— Text provided —
Introduction to Python

Python is the de-facto standard programming language in the infosec community, many tools are written in Python or support plugins/bindings in this language. Python is very flexible since it supports multiple paradigms (imperative, object-oriented, functional, …). Despite being dynamically typed, it is strongly typed given that only well-defined operations are permitted. All these features, together with a huge library, make Python an ideal language for scripting and fast application prototyping.

Informal Introduction

This is a nice and clear introduction to Python.

Exercise 1

Caesar decrypt: decrypt a given ciphertext encrypted with Caesar.

Example

ciphertext:

Lq fubswrjudskb, d Fdhvdu flskhu, dovr nqrzq dv Fdhvdu'v flskhu, wkh vkliw
flskhu, Fdhvdu'v frgh ru Fdhvdu vkliw, lv rqh ri wkh vlpsohvw dqg prvw zlghob
nqrzq hqfubswlrq whfkqltxhv. Lw lv d wbsh ri vxevwlwxwlrq flskhu lq zklfk hdfk
ohwwhu lq wkh sodlqwhaw lv uhsodfhg eb d ohwwhu vrph ilahg qxpehu ri srvlwlrqv
grzq wkh doskdehw. Iru hadpsoh, zlwk d ohiw vkliw ri 3, G zrxog eh uhsodfhg eb
D, H zrxog ehfrph E, dqg vr rq. Wkh phwkrg lv qdphg diwhu Mxolxv Fdhvdu, zkr
xvhg lw lq klv sulydwh fruuhvsrqghqfh

plaintext:

In cryptography, a Caesar cipher, also known as Caesar's cipher, the shift
cipher, Caesar's code or Caesar shift, is one of the simplest and most widely
known encryption techniques. It is a type of substitution cipher in which each
letter in the plaintext is replaced by a letter some fixed number of positions
down the alphabet. For example, with a left shift of 3, D would be replaced by
A, E would become B, and so on. The method is named after Julius Caesar, who
used it in his private correspondence

Useful links

Exercise 2

Frequency analysis: print the list of pairs (character, number of occurrences) found in a given string, sorted by the number of occurrences.

Exercise 3

Reverse word order: print the words found in a given string in reverse order

Example:

'How are you' --> 'you are How'

Reading and writing files

We use open and read to read the content of a text file as follows:

>>> f = open('file.txt')

— Data provided —

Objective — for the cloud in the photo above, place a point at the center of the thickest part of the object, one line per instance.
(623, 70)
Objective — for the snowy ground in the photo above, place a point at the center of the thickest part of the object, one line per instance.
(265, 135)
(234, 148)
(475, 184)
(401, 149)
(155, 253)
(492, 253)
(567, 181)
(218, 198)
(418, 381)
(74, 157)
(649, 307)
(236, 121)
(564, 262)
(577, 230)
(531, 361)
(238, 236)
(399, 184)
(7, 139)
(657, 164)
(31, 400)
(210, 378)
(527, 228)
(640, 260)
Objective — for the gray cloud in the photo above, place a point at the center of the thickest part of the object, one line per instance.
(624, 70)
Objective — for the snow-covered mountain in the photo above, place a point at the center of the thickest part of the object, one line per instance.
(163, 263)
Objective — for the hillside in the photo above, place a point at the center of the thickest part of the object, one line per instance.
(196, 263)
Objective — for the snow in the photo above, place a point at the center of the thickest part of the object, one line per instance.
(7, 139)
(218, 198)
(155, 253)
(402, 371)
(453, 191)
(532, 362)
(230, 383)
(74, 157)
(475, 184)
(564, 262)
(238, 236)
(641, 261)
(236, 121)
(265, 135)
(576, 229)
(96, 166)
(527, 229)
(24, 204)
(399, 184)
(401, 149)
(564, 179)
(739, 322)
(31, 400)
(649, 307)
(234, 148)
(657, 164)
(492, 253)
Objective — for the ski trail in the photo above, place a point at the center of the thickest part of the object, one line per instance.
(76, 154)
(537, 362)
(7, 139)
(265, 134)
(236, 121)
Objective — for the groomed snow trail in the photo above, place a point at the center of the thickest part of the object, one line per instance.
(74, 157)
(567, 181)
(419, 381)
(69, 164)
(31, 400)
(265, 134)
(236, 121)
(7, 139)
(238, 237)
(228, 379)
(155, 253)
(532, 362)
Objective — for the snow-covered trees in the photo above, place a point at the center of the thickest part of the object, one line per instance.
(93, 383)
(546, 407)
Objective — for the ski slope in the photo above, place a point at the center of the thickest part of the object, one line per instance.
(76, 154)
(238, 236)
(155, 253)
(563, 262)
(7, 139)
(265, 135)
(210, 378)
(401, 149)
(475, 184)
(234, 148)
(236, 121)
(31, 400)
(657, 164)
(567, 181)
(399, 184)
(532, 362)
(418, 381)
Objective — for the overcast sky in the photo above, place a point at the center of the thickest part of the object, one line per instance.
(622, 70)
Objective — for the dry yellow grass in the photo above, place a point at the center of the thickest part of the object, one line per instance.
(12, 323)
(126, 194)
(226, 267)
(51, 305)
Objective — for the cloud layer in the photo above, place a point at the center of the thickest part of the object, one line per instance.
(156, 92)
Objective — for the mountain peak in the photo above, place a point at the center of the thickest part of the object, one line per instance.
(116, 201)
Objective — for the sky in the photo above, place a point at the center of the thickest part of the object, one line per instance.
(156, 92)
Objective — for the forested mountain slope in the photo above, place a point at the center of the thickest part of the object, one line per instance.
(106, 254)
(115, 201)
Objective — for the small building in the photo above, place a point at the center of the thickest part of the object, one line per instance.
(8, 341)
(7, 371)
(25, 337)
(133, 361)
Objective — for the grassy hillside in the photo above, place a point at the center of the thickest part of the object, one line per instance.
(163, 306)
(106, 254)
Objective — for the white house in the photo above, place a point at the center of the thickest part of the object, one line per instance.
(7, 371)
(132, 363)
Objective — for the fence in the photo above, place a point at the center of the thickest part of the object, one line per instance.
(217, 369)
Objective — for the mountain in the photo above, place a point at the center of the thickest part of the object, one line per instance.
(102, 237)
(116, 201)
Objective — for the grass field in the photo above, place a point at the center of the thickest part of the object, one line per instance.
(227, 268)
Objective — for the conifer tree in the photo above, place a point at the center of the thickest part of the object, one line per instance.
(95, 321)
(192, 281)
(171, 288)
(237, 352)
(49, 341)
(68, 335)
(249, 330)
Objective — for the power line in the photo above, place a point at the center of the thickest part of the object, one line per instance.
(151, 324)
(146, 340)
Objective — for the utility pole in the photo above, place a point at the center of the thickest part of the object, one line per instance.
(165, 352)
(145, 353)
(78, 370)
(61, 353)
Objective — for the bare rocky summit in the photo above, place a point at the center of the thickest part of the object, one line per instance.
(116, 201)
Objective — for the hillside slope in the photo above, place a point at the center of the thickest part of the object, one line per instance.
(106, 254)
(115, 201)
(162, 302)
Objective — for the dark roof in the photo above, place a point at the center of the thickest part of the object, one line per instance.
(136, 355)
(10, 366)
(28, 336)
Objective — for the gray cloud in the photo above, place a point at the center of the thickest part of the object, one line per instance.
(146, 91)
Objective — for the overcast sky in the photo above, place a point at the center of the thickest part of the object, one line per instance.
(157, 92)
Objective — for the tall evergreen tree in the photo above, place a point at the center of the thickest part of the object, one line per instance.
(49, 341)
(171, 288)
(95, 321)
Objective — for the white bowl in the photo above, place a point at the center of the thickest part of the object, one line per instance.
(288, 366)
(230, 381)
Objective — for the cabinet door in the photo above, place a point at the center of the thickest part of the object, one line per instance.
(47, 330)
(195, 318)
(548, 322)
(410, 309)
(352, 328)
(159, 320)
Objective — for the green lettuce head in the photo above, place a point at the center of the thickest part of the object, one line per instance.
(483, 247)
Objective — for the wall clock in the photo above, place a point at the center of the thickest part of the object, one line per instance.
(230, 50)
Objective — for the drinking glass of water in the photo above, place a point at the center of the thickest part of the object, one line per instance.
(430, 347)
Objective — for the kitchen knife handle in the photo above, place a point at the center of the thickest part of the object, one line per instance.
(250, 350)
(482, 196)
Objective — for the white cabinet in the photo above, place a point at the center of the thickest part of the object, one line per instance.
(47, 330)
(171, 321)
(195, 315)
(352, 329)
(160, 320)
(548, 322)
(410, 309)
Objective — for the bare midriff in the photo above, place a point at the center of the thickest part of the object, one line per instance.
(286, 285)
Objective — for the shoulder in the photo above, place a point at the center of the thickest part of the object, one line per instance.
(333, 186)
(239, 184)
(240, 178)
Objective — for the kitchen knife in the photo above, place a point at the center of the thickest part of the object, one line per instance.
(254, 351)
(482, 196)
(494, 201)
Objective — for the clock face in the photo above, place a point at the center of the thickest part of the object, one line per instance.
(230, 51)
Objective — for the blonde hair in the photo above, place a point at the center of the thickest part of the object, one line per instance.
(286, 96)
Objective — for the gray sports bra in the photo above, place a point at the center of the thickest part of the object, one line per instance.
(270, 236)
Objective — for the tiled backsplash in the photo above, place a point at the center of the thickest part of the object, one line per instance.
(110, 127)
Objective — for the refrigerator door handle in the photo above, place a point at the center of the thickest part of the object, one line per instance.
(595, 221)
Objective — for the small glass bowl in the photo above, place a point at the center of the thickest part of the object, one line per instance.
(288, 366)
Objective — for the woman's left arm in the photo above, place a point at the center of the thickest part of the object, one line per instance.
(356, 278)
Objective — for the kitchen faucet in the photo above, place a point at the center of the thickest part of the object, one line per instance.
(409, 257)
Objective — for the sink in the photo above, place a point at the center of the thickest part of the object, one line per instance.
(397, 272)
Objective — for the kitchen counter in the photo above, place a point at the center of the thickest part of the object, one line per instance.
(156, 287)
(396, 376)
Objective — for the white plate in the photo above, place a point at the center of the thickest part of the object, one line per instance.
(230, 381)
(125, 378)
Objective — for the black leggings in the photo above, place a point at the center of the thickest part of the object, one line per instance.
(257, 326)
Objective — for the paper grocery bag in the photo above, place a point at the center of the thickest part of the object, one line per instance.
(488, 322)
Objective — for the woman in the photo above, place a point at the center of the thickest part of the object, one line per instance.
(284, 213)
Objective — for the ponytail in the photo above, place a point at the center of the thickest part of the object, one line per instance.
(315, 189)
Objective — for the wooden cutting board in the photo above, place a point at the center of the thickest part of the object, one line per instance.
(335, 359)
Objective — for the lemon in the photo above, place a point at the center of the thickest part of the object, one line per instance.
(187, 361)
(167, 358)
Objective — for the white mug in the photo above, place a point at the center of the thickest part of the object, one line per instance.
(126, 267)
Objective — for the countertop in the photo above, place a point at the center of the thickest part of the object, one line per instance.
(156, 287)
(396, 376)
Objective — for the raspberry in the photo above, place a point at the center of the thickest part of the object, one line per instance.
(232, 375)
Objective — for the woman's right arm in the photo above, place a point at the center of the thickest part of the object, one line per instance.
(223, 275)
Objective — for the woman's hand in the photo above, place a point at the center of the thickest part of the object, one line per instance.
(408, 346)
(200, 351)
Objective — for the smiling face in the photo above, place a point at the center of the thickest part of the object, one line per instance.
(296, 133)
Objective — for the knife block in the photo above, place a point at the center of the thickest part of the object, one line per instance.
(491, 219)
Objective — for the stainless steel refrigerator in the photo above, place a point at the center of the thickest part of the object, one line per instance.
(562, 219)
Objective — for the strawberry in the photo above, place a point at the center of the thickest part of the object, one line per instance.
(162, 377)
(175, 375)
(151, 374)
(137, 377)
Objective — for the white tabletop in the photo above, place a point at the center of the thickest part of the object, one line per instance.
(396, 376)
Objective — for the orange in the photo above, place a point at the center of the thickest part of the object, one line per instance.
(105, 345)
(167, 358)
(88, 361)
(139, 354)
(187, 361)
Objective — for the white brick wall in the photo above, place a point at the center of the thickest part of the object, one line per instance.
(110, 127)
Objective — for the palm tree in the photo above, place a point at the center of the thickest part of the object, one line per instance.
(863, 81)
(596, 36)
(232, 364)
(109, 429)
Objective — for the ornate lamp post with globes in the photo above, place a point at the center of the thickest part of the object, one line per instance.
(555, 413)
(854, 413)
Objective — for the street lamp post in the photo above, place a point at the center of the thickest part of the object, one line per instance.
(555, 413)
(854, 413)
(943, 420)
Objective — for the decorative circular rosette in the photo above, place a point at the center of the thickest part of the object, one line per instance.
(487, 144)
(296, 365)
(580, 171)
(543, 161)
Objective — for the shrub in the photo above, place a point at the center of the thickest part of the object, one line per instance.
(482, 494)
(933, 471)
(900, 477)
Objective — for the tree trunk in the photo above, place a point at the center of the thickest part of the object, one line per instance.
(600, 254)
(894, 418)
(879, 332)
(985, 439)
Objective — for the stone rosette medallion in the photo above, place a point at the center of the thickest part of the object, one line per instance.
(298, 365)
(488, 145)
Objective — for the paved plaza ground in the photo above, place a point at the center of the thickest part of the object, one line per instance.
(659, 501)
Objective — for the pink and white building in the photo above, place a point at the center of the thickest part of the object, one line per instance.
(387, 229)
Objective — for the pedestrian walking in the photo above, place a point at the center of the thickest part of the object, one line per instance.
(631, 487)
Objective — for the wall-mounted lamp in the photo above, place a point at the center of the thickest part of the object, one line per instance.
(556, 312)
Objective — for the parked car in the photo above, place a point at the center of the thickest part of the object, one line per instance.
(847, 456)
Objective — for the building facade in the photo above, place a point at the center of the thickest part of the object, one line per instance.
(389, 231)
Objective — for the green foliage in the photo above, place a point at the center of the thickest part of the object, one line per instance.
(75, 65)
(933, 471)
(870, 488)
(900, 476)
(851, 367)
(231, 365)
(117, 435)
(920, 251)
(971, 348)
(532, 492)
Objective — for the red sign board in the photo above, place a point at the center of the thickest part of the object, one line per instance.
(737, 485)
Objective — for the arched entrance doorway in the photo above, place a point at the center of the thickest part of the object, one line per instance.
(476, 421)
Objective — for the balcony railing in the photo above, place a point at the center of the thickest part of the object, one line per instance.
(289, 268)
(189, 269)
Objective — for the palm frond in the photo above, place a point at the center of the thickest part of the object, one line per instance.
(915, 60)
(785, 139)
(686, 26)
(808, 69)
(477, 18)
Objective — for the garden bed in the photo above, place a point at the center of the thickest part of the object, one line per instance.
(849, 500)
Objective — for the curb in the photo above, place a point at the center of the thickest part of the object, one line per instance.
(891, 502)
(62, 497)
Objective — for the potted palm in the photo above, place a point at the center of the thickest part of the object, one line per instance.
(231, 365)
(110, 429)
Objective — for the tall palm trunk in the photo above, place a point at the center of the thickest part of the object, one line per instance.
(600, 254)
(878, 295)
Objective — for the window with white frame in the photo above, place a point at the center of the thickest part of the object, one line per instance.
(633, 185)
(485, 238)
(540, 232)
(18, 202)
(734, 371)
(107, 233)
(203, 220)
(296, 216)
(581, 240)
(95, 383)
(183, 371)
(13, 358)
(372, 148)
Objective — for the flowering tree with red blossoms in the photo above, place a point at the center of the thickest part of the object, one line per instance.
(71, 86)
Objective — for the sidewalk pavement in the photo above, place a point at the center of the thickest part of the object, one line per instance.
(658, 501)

— Written task —
Copy the Python introduction starting with "Python is the" and going on through "fast application prototyping.", swapping "Python" for "Ruby". The data has nothing to do with the Python introduction.

— Result of this task —
Ruby is the de-facto standard programming language in the infosec community, many tools are written in Ruby or support plugins/bindings in this language. Ruby is very flexible since it supports multiple paradigms (imperative, object-oriented, functional, …). Despite being dynamically typed, it is strongly typed given that only well-defined operations are permitted. All these features, together with a huge library, make Ruby an ideal language for scripting and fast application prototyping.